### Work task
The response should consist of every line below, unchanged.

[Records from a dataset]
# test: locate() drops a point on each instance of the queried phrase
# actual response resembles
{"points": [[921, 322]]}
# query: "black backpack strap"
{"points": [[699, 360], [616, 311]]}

### Result below
# test: locate() drops a point on each instance of the queried phrase
# actual response resembles
{"points": [[921, 322]]}
# query: "black backpack strap"
{"points": [[699, 360], [616, 311]]}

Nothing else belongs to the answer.